**TASK TO COMPLETE**
Write out the data below word for word, keeping every line as it appears.

====== AVAILABLE DATA ======

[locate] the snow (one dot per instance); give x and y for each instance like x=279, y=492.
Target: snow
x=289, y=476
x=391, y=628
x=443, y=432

======

**THE REPLY**
[locate] the snow (one dot per instance); give x and y for each instance like x=279, y=492.
Target: snow
x=289, y=476
x=391, y=628
x=443, y=432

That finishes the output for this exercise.